— Start of INPUT —
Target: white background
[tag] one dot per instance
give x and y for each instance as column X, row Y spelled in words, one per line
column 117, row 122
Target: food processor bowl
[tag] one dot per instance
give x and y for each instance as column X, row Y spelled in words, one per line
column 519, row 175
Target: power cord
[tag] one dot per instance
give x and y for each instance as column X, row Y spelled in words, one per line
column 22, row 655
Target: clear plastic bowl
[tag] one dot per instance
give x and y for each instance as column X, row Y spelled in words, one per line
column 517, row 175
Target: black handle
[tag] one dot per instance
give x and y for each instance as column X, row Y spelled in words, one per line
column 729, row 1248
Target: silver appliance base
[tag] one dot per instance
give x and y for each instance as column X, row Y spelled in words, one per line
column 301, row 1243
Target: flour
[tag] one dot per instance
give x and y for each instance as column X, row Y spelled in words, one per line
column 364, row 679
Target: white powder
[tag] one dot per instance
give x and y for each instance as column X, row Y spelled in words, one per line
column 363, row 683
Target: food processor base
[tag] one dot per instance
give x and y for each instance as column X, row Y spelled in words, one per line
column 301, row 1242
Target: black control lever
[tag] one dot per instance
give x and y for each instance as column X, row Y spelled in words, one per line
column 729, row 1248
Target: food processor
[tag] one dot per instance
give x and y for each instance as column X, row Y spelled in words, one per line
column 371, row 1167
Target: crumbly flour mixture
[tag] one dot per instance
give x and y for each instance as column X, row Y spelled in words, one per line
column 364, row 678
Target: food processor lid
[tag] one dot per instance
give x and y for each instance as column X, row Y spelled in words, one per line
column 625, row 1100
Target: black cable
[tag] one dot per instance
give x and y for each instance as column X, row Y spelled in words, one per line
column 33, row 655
— End of INPUT —
— Start of INPUT —
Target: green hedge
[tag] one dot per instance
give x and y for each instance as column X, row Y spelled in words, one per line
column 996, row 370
— End of INPUT —
Copy the material above line for line, starting at the line that contains "Target: food processor base" and stopping after the line that contains "column 301, row 1242", with both of those lines included.

ANSWER:
Target: food processor base
[tag] one dot per instance
give x and y for each instance as column X, row Y spelled in words, one per line
column 301, row 1242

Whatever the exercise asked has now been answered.